• _WORK INSTRUCTION A_
Say whether each statement below agrees with the patch, answering yes or no and quoting the deciding words of the patch exactly. (i) The patch changes two files. (ii) The patch removes an import of sys from span.py. (iii) The patch is dated on a Sunday in November 2024.

• _SELECTED PASSAGE_
--- --- ---
From 397f81811b489b4d592bc805e0224fb657877f85 Mon Sep 17 00:00:00 2001
From: tntwise <tntwise3@gmail.com>
Date: Sun, 10 Nov 2024 14:55:00 -0800
Subject: [PATCH] fix span trt

---
 backend/src/TensorRTHandler.py                    |  6 ++++--
 .../spandrel/architectures/SPAN/__arch/span.py    | 15 +++++++++++----
 2 files changed, 15 insertions(+), 6 deletions(-)

diff --git a/backend/src/TensorRTHandler.py b/backend/src/TensorRTHandler.py
index 31d71ae2..0bc4a6c1 100644
--- a/backend/src/TensorRTHandler.py
+++ b/backend/src/TensorRTHandler.py
@@ -68,6 +68,7 @@ def export_dynamo_model(
     ):
         """Exports a model using TensorRT Dynamo."""
         model.to(device=device, dtype=dtype)
+        example_inputs = [input.to(device=device,dtype=dtype) for input in example_inputs]
         exported_program = torch.export.export(
             model, tuple(example_inputs), dynamic_shapes=None
         )
@@ -106,8 +107,9 @@ def export_torchscript_model(
         """Exports a model using TorchScript."""
 
         # maybe try to load it onto CUDA, and clear pytorch cache after.
-
-        module = torch.jit.trace(model.to(device=device, dtype=dtype), example_inputs)
+        model.to(device=device,dtype=dtype)
+        example_inputs = [input.to(device=device,dtype=dtype) for input in example_inputs]
+        module = torch.jit.trace(model, example_inputs) # have to put both on same device or sum
         torch.cuda.empty_cache()
         model = None
 
diff --git a/backend/src/spandrel/architectures/SPAN/__arch/span.py b/backend/src/spandrel/architectures/SPAN/__arch/span.py
index 89cbf5a7..852bc5a1 100644
--- a/backend/src/spandrel/architectures/SPAN/__arch/span.py
+++ b/backend/src/spandrel/architectures/SPAN/__arch/span.py
@@ -2,6 +2,7 @@
 
 from collections import OrderedDict
 from typing import Literal
+import sys
 
 import torch
 import torch.nn.functional as F
@@ -258,7 +259,8 @@ def __init__(
         self.in_channels = num_in_ch
         self.out_channels = num_out_ch
         self.img_range = img_range
-        self.mean = torch.Tensor(rgb_mean).view(1, 3, 1, 1)
+        self.mean_half = torch.Tensor(rgb_mean).view(1, 3, 1, 1).cuda().half()
+        self.mean_float = torch.Tensor(rgb_mean).view(1, 3, 1, 1).cuda().float()
 
         self.no_norm: torch.Tensor | None
         if not norm:
@@ -285,13 +287,18 @@ def __init__(
 
     @property
     def is_norm(self):
+        
         return self.no_norm is None
 
     def forward(self, x):
-        device = x.device
-        dtype = x.dtype
+        self.device = x.device
+        self.dtype = x.dtype
+        if self.dtype == torch.float16:
+            self.mean = self.mean_half
+        else:
+            self.mean = self.mean_float
         if self.is_norm:
-            self.mean = self.mean.type_as(x).to(device=device, dtype=dtype)
+            self.mean = self.mean.type_as(x)
             x = (x - self.mean) * self.img_range
 
         out_feature = self.conv_1(x)
--- --- ---
• _DATASET EXTRACT_
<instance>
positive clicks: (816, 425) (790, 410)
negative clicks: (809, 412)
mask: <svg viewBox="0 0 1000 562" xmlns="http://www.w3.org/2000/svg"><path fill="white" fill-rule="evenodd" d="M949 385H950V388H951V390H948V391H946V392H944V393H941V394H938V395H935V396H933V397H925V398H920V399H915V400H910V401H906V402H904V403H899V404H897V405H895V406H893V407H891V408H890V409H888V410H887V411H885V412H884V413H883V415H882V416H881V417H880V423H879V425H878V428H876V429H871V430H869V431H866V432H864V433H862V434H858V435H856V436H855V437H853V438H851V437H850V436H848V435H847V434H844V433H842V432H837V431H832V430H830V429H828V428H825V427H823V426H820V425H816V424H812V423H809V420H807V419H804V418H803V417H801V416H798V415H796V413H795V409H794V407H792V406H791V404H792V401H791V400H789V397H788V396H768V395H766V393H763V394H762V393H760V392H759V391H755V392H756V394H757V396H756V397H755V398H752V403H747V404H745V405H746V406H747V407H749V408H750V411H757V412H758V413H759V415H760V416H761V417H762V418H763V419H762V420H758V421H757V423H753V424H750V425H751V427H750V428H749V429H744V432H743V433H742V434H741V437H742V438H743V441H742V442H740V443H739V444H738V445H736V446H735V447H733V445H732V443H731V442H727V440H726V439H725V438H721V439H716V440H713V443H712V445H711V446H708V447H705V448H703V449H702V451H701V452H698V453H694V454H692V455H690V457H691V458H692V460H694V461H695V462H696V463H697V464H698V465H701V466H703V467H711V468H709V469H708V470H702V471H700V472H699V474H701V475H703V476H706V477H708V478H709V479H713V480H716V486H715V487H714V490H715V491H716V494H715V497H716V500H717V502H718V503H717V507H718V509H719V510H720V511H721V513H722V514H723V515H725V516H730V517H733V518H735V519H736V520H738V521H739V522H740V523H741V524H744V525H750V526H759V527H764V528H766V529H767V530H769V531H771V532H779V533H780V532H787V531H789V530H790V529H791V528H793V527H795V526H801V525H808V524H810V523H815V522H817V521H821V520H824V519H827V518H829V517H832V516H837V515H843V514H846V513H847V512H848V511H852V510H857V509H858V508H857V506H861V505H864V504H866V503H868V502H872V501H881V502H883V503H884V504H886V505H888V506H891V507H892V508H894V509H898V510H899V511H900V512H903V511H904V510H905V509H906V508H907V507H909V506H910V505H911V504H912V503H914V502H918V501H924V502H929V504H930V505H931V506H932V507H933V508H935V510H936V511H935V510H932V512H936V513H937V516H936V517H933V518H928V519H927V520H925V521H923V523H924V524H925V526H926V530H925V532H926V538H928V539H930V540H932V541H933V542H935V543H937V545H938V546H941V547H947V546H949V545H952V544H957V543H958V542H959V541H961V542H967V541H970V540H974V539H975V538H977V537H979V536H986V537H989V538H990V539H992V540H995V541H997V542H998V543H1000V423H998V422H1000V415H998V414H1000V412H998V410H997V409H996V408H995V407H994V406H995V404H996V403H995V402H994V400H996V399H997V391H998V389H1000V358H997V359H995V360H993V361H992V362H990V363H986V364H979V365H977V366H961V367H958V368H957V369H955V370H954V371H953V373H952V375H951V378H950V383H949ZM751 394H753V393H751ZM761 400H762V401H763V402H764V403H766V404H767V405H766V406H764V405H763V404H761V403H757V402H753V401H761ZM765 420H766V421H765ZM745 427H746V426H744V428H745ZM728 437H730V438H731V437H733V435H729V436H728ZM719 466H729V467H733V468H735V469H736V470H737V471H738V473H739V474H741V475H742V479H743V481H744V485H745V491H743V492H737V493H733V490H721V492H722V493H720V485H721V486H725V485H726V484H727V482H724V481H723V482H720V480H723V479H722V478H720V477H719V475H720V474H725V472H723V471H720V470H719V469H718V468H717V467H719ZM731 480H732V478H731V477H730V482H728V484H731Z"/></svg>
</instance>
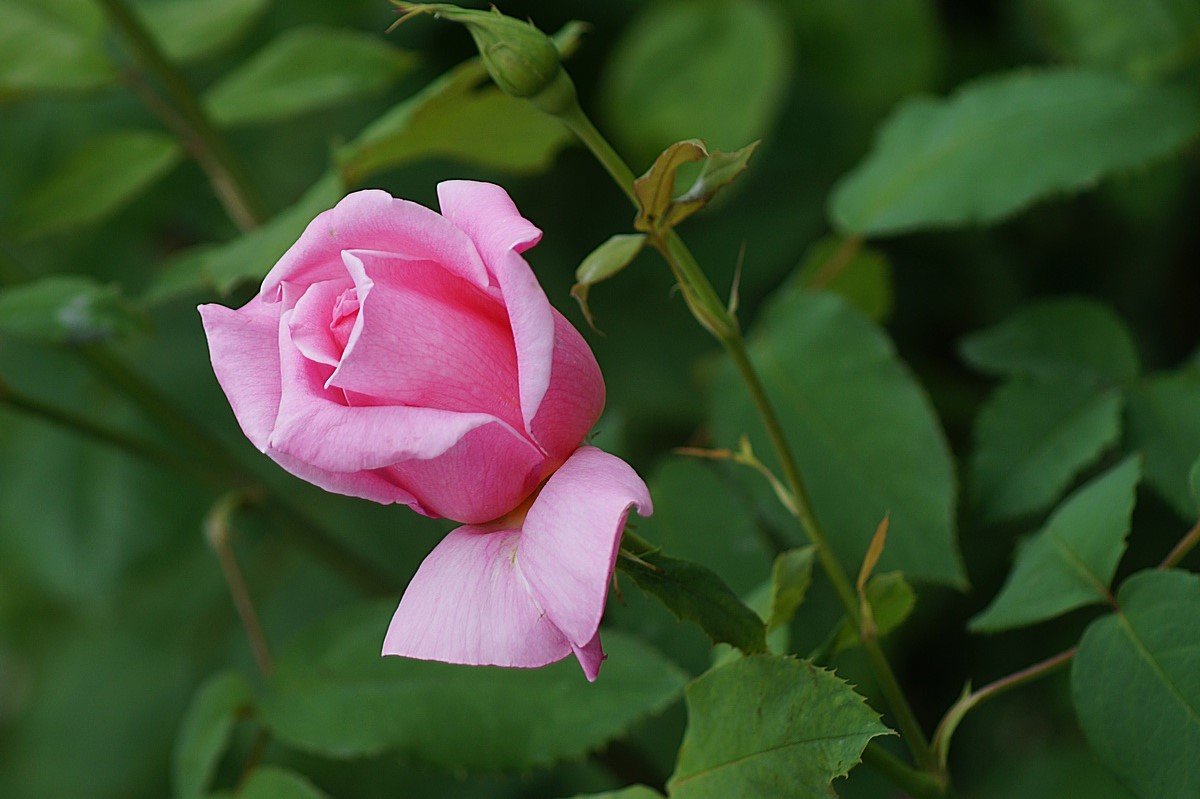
--- --- ---
• _WORK INSTRUCTION B_
Please reproduce the records from their first line through the line containing "negative clicks: (809, 412)", both ends included.

• _TASK OUTPUT A_
(i) Yes: "2 files changed, 15 insertions(+), 6 deletions(-)"
(ii) No: "+import sys"
(iii) Yes: "Sun, 10 Nov 2024 14:55:00 -0800"

• _TASK OUTPUT B_
<instance>
positive clicks: (816, 425) (790, 410)
negative clicks: (809, 412)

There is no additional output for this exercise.